Source excerpt ->
Re: One comment on RDF mapping [related to ISSUE 67 and ISSUE 81] from Alan Wu on 2008-06-12 (public-owl-wg@w3.org from June 2008)

From: Alan Wu <alan.wu@oracle.com>
Date: Thu, 12 Jun 2008 12:48:56 -0400
To: Bijan Parsia <bparsia@cs.man.ac.uk>
CC: public-owl-wg@w3.org
Message-ID: <48515378.4050702@oracle.com>
Bijan,

Instead of arguing on something we don't agree. Let me try to see if we 
can agree on the following

1) There is no significant benefit excluding the axiom triple in RDF 
serialization if there is annotation.
2) Extracting a large number of axiom triples from an un-ordered set of 
reified triples is time consuming.

Thanks,

Zhe

Bijan Parsia wrote:
>
> On Jun 11, 2008, at 10:02 PM, Alan Wu wrote:
>
>>
>> Bijan,
>>
>>>>> In this scenario, a serialization with the original axiom triple 
>>>>> differs
>>>>> much from another serialization without the original axiom triple.
>>>
>>> This is true, but it isn't impossible or even prohibitive to produce 
>>> a reasonably optimized structure either way.
>>>
>> The key thing is not that it is not impossible to build optimized 
>> structure. Rather, it takes more time
>> when original axiom triple is absent.
>
> Hence my claim that it's not prohibitive.
>
>> System efficiency will get slower.
>
> Well the question is how badly.
>
>> And I fail to see the necessity to force this additional processing 
>> on vendors.
>
> I can't argue that right now since I'm still a bit confused by the 
> overall discussion. I'm just disputing some of your claims about the 
> over all cost.
>
>>>>> In the original triples are available, then they can be used 
>>>>> directly.
>>>
>>> Sure, but you still have to manage the reification.
>> Why?  If axiom triples are in the RDF graph, I can choose to ignore 
>> other reification for performance reasons.
>
> If you are in the application scenario of having 100 million triples 
> where a large fraction of them are annotated, it's pretty safe to 
> assume that the annotations matter to the application (e.g., managing 
> provenance of the triples). Thus, you have to face the possibility 
> that there will be many user queries touching the annotations. It's 
> *much* worse, of course, to hit user queries than to slow down 
> loading. Loading tends to be an infrequent and offline operation and 
> thus less time sensitive. Not so with user queries.

Record extracts ->
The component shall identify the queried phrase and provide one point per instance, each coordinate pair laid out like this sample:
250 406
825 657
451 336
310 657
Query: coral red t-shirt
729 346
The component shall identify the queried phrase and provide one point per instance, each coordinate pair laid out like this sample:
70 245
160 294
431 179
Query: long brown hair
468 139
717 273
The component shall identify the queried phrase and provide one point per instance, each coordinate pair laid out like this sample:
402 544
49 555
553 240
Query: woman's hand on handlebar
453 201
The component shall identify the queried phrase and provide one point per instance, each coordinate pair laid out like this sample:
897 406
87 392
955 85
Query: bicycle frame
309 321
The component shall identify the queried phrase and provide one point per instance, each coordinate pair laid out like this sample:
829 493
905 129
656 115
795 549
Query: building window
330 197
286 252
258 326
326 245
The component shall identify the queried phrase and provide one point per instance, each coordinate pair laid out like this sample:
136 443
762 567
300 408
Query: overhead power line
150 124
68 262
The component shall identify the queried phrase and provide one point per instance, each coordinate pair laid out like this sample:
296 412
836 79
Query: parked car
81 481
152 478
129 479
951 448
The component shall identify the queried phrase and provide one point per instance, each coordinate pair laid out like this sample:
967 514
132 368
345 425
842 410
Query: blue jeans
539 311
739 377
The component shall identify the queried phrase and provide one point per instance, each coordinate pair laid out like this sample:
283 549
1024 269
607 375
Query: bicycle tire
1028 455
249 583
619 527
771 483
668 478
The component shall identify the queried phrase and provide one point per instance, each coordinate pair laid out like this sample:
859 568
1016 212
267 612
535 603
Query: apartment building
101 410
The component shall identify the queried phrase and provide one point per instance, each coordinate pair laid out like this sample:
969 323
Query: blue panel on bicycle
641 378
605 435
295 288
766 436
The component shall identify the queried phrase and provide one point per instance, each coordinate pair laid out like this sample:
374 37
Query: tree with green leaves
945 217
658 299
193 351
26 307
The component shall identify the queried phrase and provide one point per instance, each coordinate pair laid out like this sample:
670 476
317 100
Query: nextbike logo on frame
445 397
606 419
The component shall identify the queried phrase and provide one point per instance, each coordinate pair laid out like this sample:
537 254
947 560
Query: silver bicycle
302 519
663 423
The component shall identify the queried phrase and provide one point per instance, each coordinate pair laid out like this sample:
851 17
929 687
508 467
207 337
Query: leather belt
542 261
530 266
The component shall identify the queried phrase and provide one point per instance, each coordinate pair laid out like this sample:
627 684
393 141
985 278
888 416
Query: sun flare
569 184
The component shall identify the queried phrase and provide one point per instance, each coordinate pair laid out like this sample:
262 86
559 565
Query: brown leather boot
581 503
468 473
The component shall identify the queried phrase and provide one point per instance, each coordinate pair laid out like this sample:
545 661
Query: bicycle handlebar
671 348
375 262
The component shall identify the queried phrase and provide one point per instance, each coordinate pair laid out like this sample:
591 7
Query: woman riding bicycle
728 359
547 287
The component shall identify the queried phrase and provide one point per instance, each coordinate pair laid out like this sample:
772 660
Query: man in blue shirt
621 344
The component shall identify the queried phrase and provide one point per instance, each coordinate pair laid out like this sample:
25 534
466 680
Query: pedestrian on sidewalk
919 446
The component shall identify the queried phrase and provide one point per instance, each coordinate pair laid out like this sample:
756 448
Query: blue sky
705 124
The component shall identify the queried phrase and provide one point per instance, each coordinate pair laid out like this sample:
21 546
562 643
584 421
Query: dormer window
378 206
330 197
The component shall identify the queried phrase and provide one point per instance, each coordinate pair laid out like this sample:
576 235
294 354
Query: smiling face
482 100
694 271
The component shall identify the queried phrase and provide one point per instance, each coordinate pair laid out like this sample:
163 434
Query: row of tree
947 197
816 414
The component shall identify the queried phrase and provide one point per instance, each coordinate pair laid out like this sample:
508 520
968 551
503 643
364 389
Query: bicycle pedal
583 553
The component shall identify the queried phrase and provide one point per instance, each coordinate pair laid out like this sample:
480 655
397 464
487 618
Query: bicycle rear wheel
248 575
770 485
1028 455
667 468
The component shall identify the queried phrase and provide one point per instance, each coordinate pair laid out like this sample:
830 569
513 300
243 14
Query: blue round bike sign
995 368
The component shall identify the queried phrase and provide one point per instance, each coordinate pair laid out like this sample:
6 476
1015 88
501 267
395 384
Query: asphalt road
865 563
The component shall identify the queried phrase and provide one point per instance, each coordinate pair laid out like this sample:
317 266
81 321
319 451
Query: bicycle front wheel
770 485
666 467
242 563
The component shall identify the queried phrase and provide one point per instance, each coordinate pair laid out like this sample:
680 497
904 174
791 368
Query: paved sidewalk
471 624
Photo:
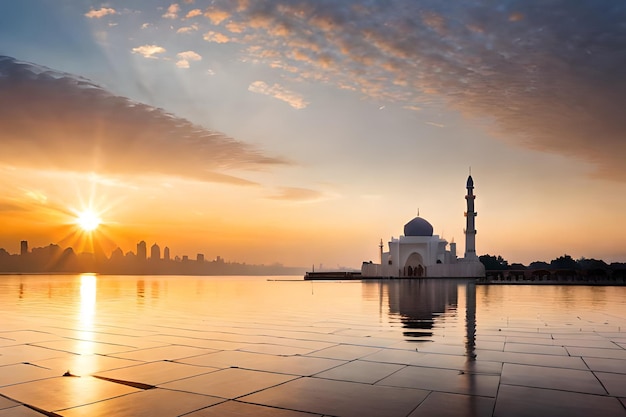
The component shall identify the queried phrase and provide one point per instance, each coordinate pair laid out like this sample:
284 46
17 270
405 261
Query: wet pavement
480 357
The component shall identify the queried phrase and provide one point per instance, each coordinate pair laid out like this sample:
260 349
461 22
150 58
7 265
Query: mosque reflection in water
426 305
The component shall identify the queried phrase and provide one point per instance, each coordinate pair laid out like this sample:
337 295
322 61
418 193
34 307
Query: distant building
419 253
155 252
142 250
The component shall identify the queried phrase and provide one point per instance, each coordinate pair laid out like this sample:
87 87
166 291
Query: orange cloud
185 57
216 37
97 14
216 16
55 121
193 13
278 92
172 11
148 51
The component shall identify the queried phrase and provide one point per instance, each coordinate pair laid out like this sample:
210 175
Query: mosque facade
420 254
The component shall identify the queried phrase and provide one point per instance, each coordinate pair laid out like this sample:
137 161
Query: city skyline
303 133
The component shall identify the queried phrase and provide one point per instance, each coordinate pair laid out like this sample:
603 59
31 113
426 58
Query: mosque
420 254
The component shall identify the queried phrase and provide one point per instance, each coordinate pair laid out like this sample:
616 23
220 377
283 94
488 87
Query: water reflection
87 301
86 313
418 303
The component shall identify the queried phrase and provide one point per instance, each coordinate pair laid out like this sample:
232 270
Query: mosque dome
418 227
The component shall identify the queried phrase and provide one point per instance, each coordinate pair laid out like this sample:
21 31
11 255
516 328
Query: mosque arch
414 266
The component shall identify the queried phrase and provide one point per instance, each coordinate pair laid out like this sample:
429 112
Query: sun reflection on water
87 313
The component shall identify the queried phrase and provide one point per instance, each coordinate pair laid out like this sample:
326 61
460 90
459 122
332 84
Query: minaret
470 229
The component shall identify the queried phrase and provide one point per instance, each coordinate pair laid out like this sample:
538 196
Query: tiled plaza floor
297 367
319 372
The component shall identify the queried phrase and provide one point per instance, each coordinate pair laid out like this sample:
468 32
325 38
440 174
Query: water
426 344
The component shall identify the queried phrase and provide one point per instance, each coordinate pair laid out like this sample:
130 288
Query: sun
88 220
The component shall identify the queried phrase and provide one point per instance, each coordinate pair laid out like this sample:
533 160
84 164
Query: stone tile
22 372
397 356
457 350
149 403
552 378
84 347
229 383
441 404
26 353
361 371
601 344
164 353
340 398
433 360
155 373
444 380
294 365
239 409
28 336
606 365
19 411
598 353
273 349
538 349
83 365
515 401
7 403
344 352
213 344
615 384
64 392
554 361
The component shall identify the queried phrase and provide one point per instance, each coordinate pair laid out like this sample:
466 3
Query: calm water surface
221 346
411 311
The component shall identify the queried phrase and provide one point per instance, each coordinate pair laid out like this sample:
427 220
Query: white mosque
419 253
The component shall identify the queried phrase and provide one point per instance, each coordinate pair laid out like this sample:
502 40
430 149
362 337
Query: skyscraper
141 250
470 226
155 252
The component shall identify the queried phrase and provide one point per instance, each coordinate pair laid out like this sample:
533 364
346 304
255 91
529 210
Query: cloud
187 29
148 51
216 37
278 92
193 13
297 194
97 14
53 120
185 57
548 74
172 11
216 16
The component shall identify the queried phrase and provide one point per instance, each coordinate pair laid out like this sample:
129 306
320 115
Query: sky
305 131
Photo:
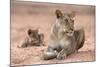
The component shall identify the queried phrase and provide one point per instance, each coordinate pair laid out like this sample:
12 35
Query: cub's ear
71 14
29 31
58 13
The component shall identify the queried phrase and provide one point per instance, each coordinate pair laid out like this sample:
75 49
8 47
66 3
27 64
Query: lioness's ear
29 31
58 13
71 14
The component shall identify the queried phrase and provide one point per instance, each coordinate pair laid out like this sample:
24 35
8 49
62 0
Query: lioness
64 39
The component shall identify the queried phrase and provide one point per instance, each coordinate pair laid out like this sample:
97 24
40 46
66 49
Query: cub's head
32 33
66 21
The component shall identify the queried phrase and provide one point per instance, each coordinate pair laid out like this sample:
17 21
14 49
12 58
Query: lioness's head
66 20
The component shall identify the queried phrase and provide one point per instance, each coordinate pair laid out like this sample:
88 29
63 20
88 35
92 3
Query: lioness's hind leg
80 37
49 55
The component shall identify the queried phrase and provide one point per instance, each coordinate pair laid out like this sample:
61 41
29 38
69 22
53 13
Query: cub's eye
66 20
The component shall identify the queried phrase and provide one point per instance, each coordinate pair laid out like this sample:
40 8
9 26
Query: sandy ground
28 15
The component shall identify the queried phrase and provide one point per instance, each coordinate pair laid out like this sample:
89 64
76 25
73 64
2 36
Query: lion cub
64 39
33 38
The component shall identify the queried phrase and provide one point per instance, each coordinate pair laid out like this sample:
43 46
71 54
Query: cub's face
66 22
32 33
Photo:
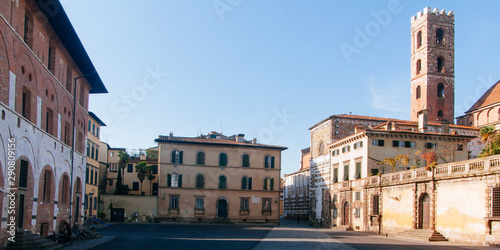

Stated goal -> Repeat the passage of the mailing-list message starting at "From: Alan Wu" and ending at "there is annotation.". Nothing in the listing is needed here.

Expected answer ->
From: Alan Wu <alan.wu@oracle.com>
Date: Thu, 12 Jun 2008 12:48:56 -0400
To: Bijan Parsia <bparsia@cs.man.ac.uk>
CC: public-owl-wg@w3.org
Message-ID: <48515378.4050702@oracle.com>
Bijan,

Instead of arguing on something we don't agree. Let me try to see if we 
can agree on the following

1) There is no significant benefit excluding the axiom triple in RDF 
serialization if there is annotation.